**Selected passage:**
────────────────────────────────────────

Would it really though?
Meteor with adjustable throttle ability will have very good end game kinematic
Aside from the almost certainly low-balled "in excess of 100km" range figures for Meteor, I've generally only seen range estimates that give it in the ballpark of 1.5x the range of an AIM-120D - ie something like 250km-300km for example, assuming the usual ideal conditions. By my estimates, AMRAAM-ER has something like 2.5x the propellant mass of a regular AMRAAM; given ballistic / lofted trajectories, this has the potential to hurl it >2x further than an AIM-120D with the same lofting logic (but not the same lofting altitudes). At that point we're talking distances in the high 300km's, or even potentially exceeding 400km under fairly optimistic launch conditions.

Those sorts of distances require the missile reaching most of the way to the Karman line though, so it wouldn't be very useful against fighters or anything with an unpredictable flight path at that distance, but still for the typical tanker and AWACS targets it could a handy tool. Probably better flown on an F-15EX for those purposes, but at more typical BVR distances you might nevertheless get some decent pK figures via the missile arriving with a bunch of potential and kinetic energy to expend for interception. I agree with bring_it_on though; an F-35's ideal future air-to-air payload would probably be a mix of JATMs and SACMs, with any AMRAAM-ERs (if it's integrated and procured) being in a more limited role for the F-35.
 
Talking about AMRAAM projects what is the status of NCADE?

────────────────────────────────────────

**Written problem 1:** Copy every one of the labeled contour records below word for word, leaving out the pictures.
The missile discussion above and the records below are independent of each other.

[Labeled contour records]

────────────────────────────────────────

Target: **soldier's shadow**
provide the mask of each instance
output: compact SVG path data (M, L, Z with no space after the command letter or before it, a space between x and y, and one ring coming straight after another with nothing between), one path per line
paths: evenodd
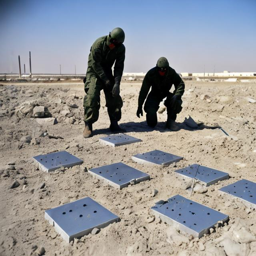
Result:
M120 123L120 127L126 130L126 132L152 132L152 131L158 131L160 132L168 132L171 131L166 128L166 122L158 122L156 126L154 128L148 126L146 121L140 122L129 122L127 123ZM203 123L198 124L197 127L193 128L190 127L186 124L184 122L182 123L177 123L178 127L178 131L180 130L185 130L188 131L196 131L203 129L214 129L219 128L218 126L210 126L204 125ZM112 134L109 128L96 129L94 131L94 133L96 134Z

────────────────────────────────────────

**Written problem 2:** Repeat the part of the missile discussion above from "Those sorts of" up to and including "for the F-35.", word for word.

**Answer 1:**
Target: **soldier's shadow**
provide the mask of each instance
output: compact SVG path data (M, L, Z with no space after the command letter or before it, a space between x and y, and one ring coming straight after another with nothing between), one path per line
paths: evenodd
Result:
M120 123L120 127L126 130L126 132L152 132L152 131L158 131L160 132L168 132L171 131L166 128L166 122L158 122L156 126L154 128L148 126L146 121L140 122L129 122L127 123ZM203 123L198 124L197 127L193 128L190 127L186 124L184 122L182 123L177 123L178 127L178 131L180 130L185 130L188 131L196 131L203 129L214 129L219 128L218 126L210 126L204 125ZM112 134L109 128L96 129L94 131L94 133L96 134Z

**Answer 2:**
Those sorts of distances require the missile reaching most of the way to the Karman line though, so it wouldn't be very useful against fighters or anything with an unpredictable flight path at that distance, but still for the typical tanker and AWACS targets it could a handy tool. Probably better flown on an F-15EX for those purposes, but at more typical BVR distances you might nevertheless get some decent pK figures via the missile arriving with a bunch of potential and kinetic energy to expend for interception. I agree with bring_it_on though; an F-35's ideal future air-to-air payload would probably be a mix of JATMs and SACMs, with any AMRAAM-ERs (if it's integrated and procured) being in a more limited role for the F-35.